Extracted entries:

┌──

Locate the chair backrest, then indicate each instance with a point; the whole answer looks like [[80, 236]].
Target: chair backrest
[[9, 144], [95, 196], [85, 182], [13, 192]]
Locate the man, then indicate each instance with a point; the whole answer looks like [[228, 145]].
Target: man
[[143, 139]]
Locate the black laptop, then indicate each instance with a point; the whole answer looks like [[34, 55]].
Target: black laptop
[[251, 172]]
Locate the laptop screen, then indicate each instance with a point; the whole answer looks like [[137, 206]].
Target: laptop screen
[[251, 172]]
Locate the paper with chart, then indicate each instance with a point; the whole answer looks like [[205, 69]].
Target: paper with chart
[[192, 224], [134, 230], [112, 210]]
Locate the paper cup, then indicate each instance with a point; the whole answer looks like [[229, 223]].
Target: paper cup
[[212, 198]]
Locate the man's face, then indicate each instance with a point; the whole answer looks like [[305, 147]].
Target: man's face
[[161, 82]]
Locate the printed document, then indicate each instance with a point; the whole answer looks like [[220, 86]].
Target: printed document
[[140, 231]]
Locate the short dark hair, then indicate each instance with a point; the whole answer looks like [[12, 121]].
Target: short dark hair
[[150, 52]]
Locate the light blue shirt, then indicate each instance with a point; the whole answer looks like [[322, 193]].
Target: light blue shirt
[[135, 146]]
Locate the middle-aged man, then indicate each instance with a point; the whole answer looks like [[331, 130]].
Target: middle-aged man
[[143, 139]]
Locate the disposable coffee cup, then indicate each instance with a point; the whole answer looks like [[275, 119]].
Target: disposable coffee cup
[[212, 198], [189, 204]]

└──
┌──

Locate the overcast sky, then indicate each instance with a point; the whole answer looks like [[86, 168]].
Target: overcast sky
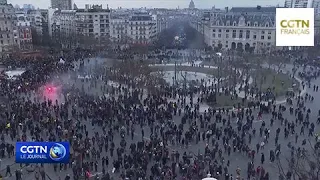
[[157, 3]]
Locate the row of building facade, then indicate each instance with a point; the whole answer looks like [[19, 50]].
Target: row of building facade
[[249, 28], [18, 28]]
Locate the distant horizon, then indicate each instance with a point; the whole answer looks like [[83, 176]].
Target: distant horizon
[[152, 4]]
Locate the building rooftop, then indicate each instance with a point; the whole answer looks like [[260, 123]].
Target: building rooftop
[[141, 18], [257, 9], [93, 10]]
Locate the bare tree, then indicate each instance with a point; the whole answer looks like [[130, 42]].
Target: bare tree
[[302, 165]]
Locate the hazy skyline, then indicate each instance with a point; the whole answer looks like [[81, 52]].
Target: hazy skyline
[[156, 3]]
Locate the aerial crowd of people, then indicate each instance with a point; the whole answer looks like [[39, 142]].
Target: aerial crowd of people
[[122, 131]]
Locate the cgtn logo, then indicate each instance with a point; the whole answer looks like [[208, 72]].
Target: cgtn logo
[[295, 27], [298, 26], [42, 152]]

└──
┌──

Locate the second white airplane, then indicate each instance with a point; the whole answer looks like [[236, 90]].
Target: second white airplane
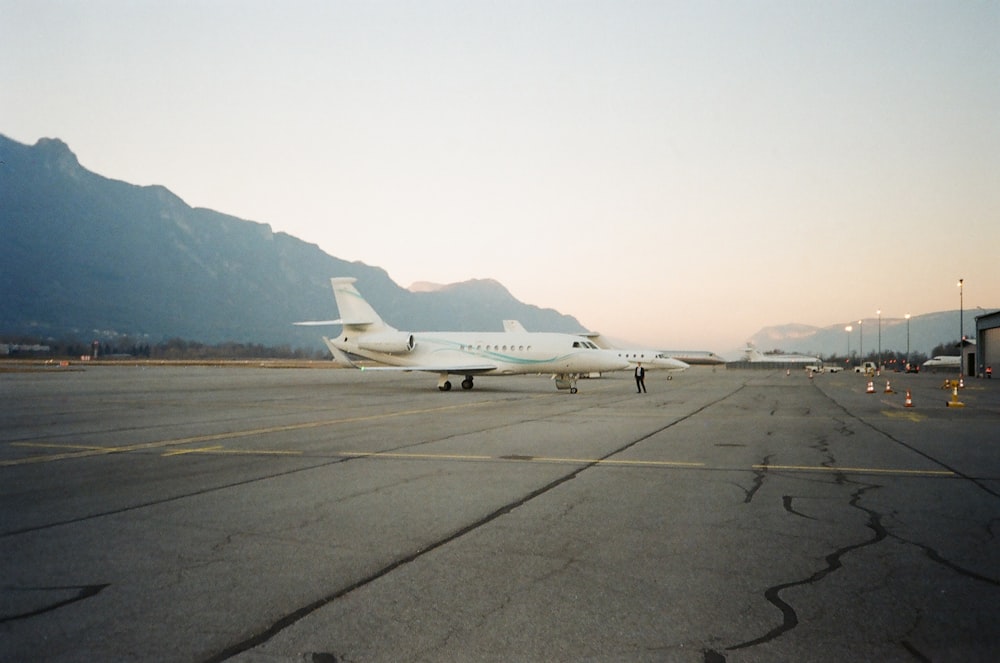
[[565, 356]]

└──

Task statement:
Using the entries shown above, reproduce verbatim the lines from the line bearing "Locate the chair" to the line bearing "Locate the man's", inclusive.

Expected answer:
Locate the chair backrest, then indicate each instance with a point; the whole answer looks like [[80, 236]].
Target: chair backrest
[[9, 144], [95, 196], [85, 182], [13, 192]]
Locate the man, then indicate each instance with a point; the whole answer looks like [[228, 145]].
Target: man
[[143, 139]]
Locate the black laptop, then indicate each instance with a point; the whole answer looks like [[34, 55]].
Target: black laptop
[[251, 172]]
Locate the laptop screen, then indicate each instance with a point; the whole answer looks like [[137, 206]].
Target: laptop screen
[[251, 172]]
Locate the paper with chart, then indicate each instance with a point; the whole answer looks like [[205, 69]].
Target: paper with chart
[[192, 224], [134, 230], [112, 210]]
Locate the paper cup, then indicate each instance with a point; the whole answer looks like [[229, 223]].
Target: paper cup
[[212, 198]]
Locate the man's face, then indicate each instance with a point; the whole answer looks like [[305, 147]].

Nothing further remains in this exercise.